*Instructions for the task*. In the records below, locate the line containing "Target: green jacket", then output that line and all later lines exactly, through the last one.
::::
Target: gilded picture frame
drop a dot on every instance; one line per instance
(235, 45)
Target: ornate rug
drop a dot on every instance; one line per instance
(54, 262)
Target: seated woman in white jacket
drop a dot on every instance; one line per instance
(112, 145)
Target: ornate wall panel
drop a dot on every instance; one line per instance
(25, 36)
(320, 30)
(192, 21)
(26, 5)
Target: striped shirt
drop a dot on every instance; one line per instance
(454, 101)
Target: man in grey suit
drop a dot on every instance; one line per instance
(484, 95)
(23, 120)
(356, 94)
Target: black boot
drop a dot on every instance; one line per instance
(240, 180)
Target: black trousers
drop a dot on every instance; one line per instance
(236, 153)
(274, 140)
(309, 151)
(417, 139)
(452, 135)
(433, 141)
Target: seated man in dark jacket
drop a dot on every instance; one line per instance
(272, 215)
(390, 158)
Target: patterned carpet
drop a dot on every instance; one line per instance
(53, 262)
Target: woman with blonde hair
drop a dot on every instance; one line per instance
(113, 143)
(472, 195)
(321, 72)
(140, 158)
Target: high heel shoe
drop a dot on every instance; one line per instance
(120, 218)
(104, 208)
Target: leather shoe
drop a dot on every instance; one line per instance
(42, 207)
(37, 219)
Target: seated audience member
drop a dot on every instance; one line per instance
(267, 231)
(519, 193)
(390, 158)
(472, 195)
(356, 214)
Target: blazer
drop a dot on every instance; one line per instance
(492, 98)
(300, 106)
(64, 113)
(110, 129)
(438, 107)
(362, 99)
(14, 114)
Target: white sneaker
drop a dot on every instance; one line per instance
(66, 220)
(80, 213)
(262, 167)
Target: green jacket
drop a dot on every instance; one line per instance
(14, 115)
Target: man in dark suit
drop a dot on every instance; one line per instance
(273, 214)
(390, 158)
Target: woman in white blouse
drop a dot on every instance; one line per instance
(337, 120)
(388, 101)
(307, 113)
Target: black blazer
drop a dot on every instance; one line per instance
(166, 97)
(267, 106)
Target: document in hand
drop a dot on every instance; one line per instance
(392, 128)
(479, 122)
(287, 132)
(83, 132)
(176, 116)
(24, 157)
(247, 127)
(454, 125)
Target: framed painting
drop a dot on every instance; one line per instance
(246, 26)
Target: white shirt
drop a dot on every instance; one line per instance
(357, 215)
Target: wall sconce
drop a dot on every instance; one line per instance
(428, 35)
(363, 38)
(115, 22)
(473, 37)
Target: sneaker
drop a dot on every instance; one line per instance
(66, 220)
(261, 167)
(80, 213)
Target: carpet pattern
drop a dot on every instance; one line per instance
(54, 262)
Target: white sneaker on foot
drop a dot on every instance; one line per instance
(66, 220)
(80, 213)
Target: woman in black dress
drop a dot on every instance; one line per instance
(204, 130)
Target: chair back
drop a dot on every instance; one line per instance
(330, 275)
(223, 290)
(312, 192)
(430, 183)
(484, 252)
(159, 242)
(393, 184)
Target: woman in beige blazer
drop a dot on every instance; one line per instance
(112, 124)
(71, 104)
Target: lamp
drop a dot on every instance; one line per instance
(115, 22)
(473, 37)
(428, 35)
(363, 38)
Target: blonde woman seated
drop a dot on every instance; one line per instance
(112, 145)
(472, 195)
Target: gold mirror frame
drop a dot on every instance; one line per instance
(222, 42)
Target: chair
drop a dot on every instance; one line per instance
::::
*Correct response*.
Target: green jacket
drop a dot on every instance; one line per instance
(14, 115)
Target: man in dark suit
drop a dot on every instance; one line per instance
(273, 214)
(390, 158)
Target: woman in white blouse
drop a dot on every instance; one line per instance
(337, 120)
(388, 101)
(307, 113)
Target: black blazer
drop a dot on every instance; one line per instance
(166, 97)
(267, 106)
Target: document in hand
drop a dot on every instance; one line per instance
(392, 128)
(479, 122)
(287, 132)
(83, 132)
(176, 116)
(24, 157)
(247, 127)
(454, 125)
Target: framed painting
drop a dot on every instance; one line per instance
(246, 26)
Target: white shirt
drop a dot on every instance; one line per instance
(357, 215)
Target: wall sconce
drop a dot on every instance; one line per instance
(428, 35)
(363, 38)
(115, 22)
(473, 37)
Target: sneaker
drop a dot on every instance; one line per instance
(66, 220)
(261, 167)
(80, 213)
Target: carpet pattern
drop a dot on every instance; one line per instance
(54, 262)
Target: white sneaker on foot
drop a dot on every instance; one line per instance
(66, 220)
(80, 213)
Target: woman in black dress
drop a dot on every instance; one line per instance
(204, 130)
Target: chair back
drop a dot on every instance; one line per instance
(330, 275)
(223, 290)
(312, 192)
(430, 183)
(484, 252)
(159, 242)
(393, 184)
Target: woman in beige blazer
drop a dot on every instance; one line per instance
(112, 124)
(71, 104)
Target: lamp
drop a dot on every instance; one line per instance
(115, 22)
(473, 37)
(428, 35)
(363, 38)
Target: blonde woman seated
drop a dot on every instance; one line per instance
(112, 145)
(472, 195)
Target: gold mirror frame
drop a dot on every instance; one line per instance
(222, 42)
Target: chair
drop a dot on every instance; one line per instance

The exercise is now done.